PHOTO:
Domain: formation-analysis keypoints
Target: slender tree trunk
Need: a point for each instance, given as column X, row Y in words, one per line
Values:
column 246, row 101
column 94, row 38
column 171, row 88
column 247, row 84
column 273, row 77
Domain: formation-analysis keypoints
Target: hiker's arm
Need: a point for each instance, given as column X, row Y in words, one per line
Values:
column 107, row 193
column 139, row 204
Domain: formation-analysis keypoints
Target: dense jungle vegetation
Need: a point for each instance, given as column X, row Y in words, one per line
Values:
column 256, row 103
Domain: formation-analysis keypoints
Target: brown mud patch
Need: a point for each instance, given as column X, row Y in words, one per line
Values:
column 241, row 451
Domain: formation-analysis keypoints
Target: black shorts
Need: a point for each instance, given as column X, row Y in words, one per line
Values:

[Work required]:
The data must be duplicated exactly, with nothing left out.

[Exercise response]:
PHOTO:
Domain: formation-analysis keypoints
Target: slender tree trunk
Need: a point for each instance, given as column X, row Y in words, one per line
Values:
column 246, row 101
column 94, row 38
column 171, row 88
column 247, row 84
column 273, row 77
Domain: formation-analysis keypoints
Target: hiker's arm
Need: a point for each instance, given as column X, row Y in words, one per line
Values:
column 107, row 193
column 139, row 204
Domain: formation-analysis keypoints
Target: dense jungle vegetation
Need: a point for each instance, given as column X, row Y in words, one per line
Values:
column 256, row 103
Domain: formation-analysis keypoints
Target: brown mud patch
Need: a point for each instance, given as column X, row Y in words, one per line
Values:
column 241, row 451
Domain: formation-analysis keypoints
Target: black shorts
Need: a point for each instance, given as column X, row Y in words, one per line
Values:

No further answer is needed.